--- begin ---

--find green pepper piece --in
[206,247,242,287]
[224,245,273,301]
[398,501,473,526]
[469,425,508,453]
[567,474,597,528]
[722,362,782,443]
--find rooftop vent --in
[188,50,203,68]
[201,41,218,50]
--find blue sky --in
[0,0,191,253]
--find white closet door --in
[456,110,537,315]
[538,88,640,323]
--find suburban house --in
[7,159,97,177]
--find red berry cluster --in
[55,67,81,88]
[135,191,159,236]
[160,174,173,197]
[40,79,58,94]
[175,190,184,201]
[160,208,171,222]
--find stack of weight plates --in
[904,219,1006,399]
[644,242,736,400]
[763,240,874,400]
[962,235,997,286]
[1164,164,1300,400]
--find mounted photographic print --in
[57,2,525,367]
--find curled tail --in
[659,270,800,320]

--- end ---
--- begin ---

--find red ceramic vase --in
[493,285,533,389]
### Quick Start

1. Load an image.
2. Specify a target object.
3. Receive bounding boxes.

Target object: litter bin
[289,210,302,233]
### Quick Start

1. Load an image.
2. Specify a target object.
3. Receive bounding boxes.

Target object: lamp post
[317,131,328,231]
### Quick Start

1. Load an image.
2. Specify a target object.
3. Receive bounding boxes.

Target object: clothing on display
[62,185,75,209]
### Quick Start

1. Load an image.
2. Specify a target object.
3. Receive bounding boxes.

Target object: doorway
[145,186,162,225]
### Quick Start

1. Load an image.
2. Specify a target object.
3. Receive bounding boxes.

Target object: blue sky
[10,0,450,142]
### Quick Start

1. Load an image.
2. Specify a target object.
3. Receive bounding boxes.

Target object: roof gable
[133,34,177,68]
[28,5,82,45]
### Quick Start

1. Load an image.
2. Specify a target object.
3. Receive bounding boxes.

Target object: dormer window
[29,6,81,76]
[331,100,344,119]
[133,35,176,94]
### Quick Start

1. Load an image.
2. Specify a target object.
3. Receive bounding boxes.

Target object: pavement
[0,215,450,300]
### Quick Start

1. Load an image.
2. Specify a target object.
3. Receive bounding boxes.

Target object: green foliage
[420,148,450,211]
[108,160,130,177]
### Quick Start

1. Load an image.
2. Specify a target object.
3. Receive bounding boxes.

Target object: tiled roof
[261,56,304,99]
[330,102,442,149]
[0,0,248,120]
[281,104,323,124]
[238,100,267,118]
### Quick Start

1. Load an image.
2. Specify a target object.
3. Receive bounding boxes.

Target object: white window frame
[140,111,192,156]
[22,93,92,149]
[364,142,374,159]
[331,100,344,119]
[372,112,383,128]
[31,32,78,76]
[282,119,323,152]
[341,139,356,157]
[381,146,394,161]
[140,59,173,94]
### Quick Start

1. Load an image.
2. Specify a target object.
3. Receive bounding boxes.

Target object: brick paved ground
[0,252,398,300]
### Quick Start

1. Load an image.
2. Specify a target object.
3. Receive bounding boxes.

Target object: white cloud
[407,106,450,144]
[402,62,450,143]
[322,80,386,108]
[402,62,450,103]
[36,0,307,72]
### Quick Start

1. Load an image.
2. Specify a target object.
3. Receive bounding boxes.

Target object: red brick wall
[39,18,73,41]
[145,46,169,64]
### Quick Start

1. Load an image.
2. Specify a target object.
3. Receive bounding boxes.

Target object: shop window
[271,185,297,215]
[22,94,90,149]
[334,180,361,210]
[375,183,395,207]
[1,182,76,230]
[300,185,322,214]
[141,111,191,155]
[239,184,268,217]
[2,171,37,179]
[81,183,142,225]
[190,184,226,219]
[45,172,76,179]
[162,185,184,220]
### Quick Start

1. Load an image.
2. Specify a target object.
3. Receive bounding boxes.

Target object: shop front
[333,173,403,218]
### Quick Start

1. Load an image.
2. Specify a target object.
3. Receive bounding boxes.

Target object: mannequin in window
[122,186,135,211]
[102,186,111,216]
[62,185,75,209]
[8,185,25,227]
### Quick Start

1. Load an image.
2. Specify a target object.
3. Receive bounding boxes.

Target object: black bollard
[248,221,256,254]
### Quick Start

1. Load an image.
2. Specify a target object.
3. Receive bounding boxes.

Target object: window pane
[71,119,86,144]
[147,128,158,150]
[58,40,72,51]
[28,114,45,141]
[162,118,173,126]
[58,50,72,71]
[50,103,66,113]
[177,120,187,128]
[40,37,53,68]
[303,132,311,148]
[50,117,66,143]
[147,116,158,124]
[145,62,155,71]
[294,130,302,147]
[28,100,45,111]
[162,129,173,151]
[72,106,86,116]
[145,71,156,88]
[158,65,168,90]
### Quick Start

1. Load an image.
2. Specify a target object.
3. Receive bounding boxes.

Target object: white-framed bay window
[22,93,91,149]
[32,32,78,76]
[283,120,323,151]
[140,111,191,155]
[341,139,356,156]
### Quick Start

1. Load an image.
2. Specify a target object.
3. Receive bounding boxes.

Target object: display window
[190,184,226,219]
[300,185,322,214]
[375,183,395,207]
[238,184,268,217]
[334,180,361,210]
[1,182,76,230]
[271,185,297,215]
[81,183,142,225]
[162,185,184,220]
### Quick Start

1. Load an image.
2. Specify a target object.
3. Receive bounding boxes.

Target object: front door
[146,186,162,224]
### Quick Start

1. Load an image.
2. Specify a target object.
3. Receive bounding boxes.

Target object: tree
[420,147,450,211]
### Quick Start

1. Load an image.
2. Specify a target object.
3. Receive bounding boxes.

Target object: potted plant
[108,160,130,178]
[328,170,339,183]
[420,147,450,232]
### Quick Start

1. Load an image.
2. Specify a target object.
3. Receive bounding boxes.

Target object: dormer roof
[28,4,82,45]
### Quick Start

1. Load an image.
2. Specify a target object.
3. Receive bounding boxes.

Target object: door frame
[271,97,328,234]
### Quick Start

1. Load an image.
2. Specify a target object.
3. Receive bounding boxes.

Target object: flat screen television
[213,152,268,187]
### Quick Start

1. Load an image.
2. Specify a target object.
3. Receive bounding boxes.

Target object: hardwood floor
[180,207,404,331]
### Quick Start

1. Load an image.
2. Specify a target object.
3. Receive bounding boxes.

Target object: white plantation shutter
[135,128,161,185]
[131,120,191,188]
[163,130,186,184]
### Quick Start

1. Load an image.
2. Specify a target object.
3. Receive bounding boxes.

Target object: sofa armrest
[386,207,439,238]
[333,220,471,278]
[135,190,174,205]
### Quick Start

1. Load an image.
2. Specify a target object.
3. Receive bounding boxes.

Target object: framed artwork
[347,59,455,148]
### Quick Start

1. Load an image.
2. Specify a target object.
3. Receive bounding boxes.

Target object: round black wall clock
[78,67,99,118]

--- end ---
--- begin ---

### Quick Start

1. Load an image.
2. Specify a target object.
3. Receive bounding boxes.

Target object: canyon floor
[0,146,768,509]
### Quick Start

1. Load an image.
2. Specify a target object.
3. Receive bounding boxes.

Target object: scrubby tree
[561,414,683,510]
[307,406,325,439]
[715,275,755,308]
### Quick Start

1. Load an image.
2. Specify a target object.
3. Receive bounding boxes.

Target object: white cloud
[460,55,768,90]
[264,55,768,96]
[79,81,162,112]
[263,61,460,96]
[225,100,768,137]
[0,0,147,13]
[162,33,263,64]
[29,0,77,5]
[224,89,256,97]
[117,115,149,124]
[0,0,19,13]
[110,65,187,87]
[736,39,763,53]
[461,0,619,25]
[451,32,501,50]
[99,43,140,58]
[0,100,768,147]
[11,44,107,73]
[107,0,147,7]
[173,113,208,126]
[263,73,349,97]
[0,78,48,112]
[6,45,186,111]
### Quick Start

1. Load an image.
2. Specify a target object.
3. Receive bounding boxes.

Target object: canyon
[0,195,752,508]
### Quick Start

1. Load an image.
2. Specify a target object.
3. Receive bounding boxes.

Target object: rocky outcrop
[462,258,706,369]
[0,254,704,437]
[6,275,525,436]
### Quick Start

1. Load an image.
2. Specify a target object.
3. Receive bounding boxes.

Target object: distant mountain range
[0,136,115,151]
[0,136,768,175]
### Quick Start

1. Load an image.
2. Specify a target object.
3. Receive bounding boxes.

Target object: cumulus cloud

--- end ---

▶ [Goal]
Find every line in the data above that contains the string "shop", matching case exactly, and copy each of those lines.

▶ [Result for this task]
Target object: shop window
Target object: shop front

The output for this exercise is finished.